GIVEN REQUEST: Please output, unchanged, the lines of the listing below, from the line containing "the white pitch" through the line containing "pixel 149 226", both ends included, and nothing else.

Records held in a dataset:

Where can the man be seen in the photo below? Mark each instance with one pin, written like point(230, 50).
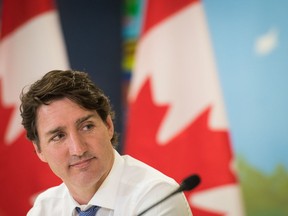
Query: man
point(70, 122)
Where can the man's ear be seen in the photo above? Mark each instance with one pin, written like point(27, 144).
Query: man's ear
point(39, 153)
point(110, 125)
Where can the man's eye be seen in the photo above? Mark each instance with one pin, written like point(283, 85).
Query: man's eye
point(88, 127)
point(57, 137)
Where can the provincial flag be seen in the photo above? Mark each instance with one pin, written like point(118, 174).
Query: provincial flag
point(176, 118)
point(31, 44)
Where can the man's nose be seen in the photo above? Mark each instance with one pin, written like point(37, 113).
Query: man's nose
point(77, 145)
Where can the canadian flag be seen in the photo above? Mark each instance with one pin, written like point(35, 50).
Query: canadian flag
point(176, 118)
point(31, 44)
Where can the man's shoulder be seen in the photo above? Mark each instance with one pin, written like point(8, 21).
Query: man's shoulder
point(56, 192)
point(143, 173)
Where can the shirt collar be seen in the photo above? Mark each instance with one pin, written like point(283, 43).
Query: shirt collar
point(106, 195)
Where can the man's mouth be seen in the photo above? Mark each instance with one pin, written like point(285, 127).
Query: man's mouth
point(81, 163)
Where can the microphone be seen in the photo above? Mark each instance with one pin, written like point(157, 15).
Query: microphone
point(187, 184)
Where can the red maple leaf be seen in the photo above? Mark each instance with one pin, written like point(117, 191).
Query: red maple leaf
point(196, 149)
point(22, 173)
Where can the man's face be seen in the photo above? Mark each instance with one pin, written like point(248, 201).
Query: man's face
point(75, 143)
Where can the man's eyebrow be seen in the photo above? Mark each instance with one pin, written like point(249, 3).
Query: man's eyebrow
point(80, 120)
point(53, 131)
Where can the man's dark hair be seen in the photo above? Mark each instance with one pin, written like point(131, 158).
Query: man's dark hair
point(57, 84)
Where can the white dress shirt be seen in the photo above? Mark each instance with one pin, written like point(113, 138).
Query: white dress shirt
point(130, 187)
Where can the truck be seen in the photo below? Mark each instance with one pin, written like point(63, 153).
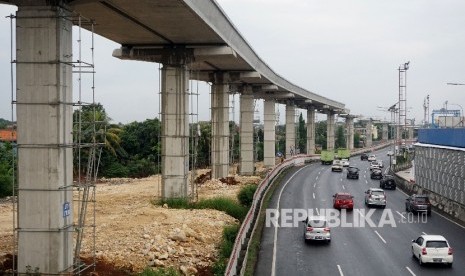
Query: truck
point(343, 153)
point(326, 157)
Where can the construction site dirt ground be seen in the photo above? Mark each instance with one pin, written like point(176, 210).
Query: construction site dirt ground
point(132, 233)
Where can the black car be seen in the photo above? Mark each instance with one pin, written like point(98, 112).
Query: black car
point(376, 174)
point(352, 172)
point(418, 203)
point(364, 156)
point(388, 182)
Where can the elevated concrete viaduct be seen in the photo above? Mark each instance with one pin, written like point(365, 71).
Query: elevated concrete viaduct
point(192, 39)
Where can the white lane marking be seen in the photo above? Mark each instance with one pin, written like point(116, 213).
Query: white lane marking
point(400, 214)
point(380, 236)
point(273, 263)
point(409, 270)
point(459, 225)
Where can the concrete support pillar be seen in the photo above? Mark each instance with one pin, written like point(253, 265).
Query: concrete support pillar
point(385, 132)
point(369, 138)
point(311, 130)
point(246, 131)
point(269, 134)
point(350, 133)
point(175, 130)
point(290, 130)
point(220, 126)
point(410, 133)
point(45, 157)
point(330, 141)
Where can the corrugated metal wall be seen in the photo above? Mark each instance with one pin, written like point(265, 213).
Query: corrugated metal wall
point(453, 137)
point(441, 171)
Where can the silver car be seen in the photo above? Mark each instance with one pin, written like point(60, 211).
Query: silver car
point(316, 229)
point(375, 197)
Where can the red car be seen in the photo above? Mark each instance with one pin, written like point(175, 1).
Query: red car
point(343, 201)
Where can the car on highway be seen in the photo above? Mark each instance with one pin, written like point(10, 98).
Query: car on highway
point(363, 156)
point(374, 165)
point(388, 182)
point(316, 229)
point(432, 249)
point(345, 162)
point(337, 166)
point(376, 174)
point(352, 172)
point(418, 203)
point(375, 197)
point(343, 201)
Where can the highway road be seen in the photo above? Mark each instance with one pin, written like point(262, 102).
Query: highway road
point(368, 250)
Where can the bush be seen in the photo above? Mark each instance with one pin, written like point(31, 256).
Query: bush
point(245, 195)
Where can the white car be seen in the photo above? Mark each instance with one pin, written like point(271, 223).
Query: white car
point(316, 228)
point(432, 249)
point(371, 158)
point(375, 196)
point(337, 166)
point(374, 165)
point(345, 162)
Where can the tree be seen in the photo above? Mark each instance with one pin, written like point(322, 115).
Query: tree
point(340, 137)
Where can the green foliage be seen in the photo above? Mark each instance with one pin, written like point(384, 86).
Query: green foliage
point(160, 272)
point(245, 195)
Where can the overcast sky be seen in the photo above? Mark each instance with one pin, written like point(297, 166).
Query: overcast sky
point(346, 50)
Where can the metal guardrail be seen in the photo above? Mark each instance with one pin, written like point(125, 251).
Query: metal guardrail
point(237, 260)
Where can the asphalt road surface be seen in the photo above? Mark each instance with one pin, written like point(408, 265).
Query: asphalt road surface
point(368, 250)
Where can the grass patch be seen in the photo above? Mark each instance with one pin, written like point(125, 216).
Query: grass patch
point(256, 238)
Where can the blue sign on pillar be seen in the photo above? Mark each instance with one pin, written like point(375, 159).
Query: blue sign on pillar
point(66, 209)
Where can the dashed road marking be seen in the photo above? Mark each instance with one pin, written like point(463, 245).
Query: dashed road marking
point(409, 270)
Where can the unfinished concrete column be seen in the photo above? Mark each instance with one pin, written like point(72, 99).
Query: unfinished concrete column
point(175, 130)
point(330, 142)
point(311, 130)
point(246, 131)
point(350, 132)
point(290, 130)
point(385, 132)
point(369, 138)
point(220, 126)
point(269, 136)
point(45, 157)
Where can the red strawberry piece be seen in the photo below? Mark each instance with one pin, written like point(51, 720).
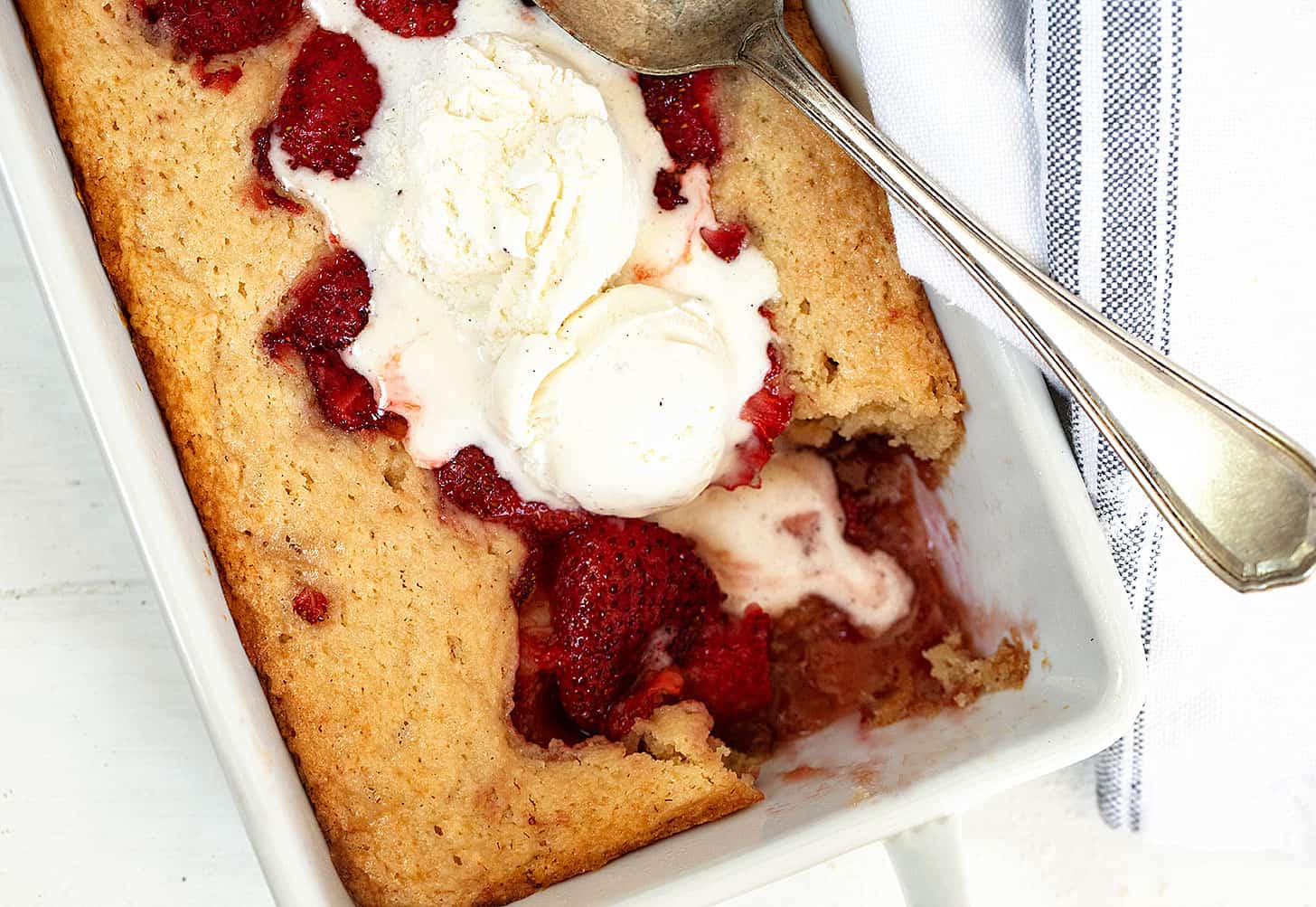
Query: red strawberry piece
point(345, 396)
point(329, 307)
point(727, 666)
point(667, 190)
point(311, 604)
point(727, 241)
point(412, 19)
point(620, 589)
point(221, 80)
point(208, 28)
point(769, 412)
point(650, 691)
point(536, 710)
point(265, 190)
point(471, 481)
point(682, 109)
point(328, 104)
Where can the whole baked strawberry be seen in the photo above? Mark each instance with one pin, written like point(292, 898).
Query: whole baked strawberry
point(628, 597)
point(208, 28)
point(331, 99)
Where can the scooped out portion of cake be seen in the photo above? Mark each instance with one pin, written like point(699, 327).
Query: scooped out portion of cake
point(565, 438)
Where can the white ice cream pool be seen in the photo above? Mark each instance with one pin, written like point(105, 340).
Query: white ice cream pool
point(504, 208)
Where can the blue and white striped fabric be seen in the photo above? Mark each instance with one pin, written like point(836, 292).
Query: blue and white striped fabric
point(1159, 156)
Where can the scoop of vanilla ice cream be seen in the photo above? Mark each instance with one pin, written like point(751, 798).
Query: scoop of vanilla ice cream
point(530, 297)
point(517, 200)
point(637, 399)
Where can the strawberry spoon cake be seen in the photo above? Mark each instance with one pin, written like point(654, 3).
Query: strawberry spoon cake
point(566, 439)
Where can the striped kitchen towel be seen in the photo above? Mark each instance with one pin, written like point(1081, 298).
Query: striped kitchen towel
point(1159, 156)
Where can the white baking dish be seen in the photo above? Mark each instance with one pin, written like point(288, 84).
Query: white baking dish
point(1032, 553)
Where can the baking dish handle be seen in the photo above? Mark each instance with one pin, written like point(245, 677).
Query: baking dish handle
point(929, 861)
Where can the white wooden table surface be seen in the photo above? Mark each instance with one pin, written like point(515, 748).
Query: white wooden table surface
point(109, 793)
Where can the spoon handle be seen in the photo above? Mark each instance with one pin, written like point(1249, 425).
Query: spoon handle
point(1241, 494)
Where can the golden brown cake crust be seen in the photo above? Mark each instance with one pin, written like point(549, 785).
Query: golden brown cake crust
point(862, 348)
point(395, 707)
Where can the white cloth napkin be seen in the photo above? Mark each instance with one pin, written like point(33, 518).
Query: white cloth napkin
point(1160, 158)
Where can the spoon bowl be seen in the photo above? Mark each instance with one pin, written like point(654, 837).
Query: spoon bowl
point(1240, 494)
point(663, 37)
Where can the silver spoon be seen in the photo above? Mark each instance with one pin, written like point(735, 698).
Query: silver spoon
point(1241, 494)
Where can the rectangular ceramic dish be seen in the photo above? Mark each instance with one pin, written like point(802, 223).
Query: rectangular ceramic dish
point(1032, 553)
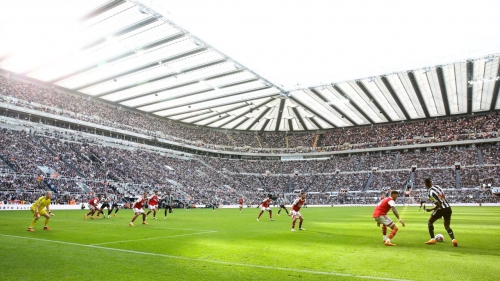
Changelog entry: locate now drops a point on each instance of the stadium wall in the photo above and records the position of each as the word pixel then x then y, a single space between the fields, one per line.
pixel 25 207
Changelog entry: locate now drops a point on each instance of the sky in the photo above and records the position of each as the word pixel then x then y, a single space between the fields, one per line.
pixel 298 43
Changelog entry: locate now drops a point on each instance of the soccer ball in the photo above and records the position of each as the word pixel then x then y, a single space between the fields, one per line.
pixel 440 238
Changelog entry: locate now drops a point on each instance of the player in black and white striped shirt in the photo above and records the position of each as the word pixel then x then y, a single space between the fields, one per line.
pixel 281 202
pixel 441 209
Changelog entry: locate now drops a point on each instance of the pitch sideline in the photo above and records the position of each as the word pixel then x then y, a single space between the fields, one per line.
pixel 212 261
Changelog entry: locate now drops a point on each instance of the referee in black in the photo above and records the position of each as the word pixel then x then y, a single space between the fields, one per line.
pixel 442 209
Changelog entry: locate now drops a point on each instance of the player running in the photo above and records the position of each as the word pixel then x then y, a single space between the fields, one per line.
pixel 240 203
pixel 105 204
pixel 93 206
pixel 380 216
pixel 215 204
pixel 295 211
pixel 153 204
pixel 265 207
pixel 38 210
pixel 422 201
pixel 114 206
pixel 281 203
pixel 168 204
pixel 138 209
pixel 441 209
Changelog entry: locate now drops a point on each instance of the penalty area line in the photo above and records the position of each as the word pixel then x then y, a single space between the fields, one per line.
pixel 153 238
pixel 330 273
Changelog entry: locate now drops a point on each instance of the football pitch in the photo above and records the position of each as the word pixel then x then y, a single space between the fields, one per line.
pixel 338 244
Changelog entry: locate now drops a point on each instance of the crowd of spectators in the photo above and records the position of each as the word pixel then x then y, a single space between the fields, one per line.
pixel 430 131
pixel 73 162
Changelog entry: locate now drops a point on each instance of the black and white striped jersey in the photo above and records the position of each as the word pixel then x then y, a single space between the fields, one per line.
pixel 436 194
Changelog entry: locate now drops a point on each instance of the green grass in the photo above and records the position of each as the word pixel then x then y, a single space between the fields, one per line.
pixel 338 244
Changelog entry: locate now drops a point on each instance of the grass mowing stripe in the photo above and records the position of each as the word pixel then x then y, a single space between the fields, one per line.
pixel 153 238
pixel 105 223
pixel 211 261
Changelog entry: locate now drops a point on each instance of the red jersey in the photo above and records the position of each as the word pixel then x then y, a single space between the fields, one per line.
pixel 383 207
pixel 94 201
pixel 139 203
pixel 297 204
pixel 266 202
pixel 153 200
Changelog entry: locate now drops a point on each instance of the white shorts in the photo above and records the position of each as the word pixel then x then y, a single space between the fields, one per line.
pixel 385 220
pixel 140 211
pixel 295 214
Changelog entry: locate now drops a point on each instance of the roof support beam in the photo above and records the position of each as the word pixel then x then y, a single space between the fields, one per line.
pixel 245 112
pixel 338 110
pixel 241 122
pixel 301 121
pixel 119 57
pixel 200 100
pixel 121 32
pixel 265 124
pixel 161 78
pixel 375 102
pixel 280 114
pixel 238 83
pixel 470 87
pixel 210 106
pixel 106 7
pixel 258 118
pixel 144 67
pixel 418 93
pixel 444 94
pixel 315 123
pixel 496 92
pixel 290 124
pixel 201 112
pixel 395 96
pixel 337 88
pixel 313 111
pixel 216 120
pixel 215 113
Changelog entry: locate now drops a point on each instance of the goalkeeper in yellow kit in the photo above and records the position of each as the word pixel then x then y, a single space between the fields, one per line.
pixel 38 210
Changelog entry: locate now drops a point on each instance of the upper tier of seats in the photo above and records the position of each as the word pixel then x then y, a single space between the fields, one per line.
pixel 431 131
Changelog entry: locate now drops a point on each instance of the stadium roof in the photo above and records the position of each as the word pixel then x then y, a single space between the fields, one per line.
pixel 127 53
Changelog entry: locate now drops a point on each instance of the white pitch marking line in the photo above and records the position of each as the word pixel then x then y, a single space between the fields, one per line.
pixel 214 261
pixel 153 238
pixel 149 226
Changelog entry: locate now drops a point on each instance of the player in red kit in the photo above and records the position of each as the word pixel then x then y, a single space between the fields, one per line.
pixel 93 206
pixel 240 203
pixel 295 211
pixel 153 204
pixel 265 207
pixel 138 209
pixel 380 216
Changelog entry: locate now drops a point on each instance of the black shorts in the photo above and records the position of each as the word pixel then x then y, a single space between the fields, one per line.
pixel 444 213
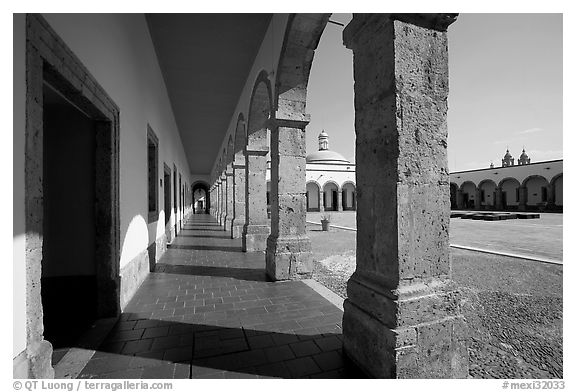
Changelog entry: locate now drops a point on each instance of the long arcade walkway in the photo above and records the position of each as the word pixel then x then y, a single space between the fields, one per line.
pixel 209 312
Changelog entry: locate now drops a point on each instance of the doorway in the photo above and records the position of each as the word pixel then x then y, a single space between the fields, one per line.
pixel 68 251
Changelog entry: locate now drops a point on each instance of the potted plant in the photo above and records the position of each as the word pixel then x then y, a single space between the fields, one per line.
pixel 325 220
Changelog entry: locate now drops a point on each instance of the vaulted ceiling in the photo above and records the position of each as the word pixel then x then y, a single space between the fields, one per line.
pixel 205 59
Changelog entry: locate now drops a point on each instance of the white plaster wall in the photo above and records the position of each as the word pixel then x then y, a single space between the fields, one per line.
pixel 313 195
pixel 546 169
pixel 118 51
pixel 266 59
pixel 19 122
pixel 534 190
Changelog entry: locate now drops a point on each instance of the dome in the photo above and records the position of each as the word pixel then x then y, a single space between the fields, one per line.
pixel 325 156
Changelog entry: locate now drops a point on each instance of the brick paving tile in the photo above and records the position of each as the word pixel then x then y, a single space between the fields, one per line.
pixel 210 313
pixel 329 343
pixel 304 349
pixel 279 353
pixel 329 360
pixel 137 346
pixel 301 367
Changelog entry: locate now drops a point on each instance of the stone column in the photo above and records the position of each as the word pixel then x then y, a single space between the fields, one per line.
pixel 551 197
pixel 402 315
pixel 477 201
pixel 523 198
pixel 459 199
pixel 229 198
pixel 219 201
pixel 256 230
pixel 498 199
pixel 239 206
pixel 222 215
pixel 288 251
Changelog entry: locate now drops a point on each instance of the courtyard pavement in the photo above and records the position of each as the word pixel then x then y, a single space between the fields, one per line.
pixel 540 238
pixel 208 311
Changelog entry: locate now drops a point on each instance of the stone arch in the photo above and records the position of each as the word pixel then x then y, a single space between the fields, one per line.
pixel 240 139
pixel 256 229
pixel 510 189
pixel 230 151
pixel 373 38
pixel 557 190
pixel 330 191
pixel 312 196
pixel 259 113
pixel 303 32
pixel 502 181
pixel 348 196
pixel 535 187
pixel 468 189
pixel 487 188
pixel 453 195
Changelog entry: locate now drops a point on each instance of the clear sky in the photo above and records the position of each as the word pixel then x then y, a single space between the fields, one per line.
pixel 505 89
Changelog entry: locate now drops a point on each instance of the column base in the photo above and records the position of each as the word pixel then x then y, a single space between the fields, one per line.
pixel 415 331
pixel 254 237
pixel 289 258
pixel 228 223
pixel 34 362
pixel 237 227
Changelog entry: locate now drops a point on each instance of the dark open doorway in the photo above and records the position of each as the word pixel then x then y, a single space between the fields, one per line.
pixel 69 282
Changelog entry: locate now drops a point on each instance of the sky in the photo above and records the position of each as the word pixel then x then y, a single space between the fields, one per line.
pixel 505 89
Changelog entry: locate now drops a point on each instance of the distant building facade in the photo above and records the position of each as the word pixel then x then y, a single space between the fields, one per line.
pixel 520 186
pixel 524 186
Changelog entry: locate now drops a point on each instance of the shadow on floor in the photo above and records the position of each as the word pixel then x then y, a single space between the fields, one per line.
pixel 146 348
pixel 206 247
pixel 249 274
pixel 224 235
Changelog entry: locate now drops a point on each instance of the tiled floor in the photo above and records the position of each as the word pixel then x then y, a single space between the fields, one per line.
pixel 209 312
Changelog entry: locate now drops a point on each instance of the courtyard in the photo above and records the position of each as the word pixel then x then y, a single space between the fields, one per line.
pixel 513 306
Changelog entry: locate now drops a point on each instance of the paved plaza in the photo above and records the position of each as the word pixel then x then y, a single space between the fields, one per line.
pixel 209 312
pixel 530 238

THE REPLY:
Changelog entry: locate now drops a point on each instance of the white pitch marking line in the photo above and records the position of each as the word pixel then x then y, a single space between the fields, one per line.
pixel 214 261
pixel 153 238
pixel 149 226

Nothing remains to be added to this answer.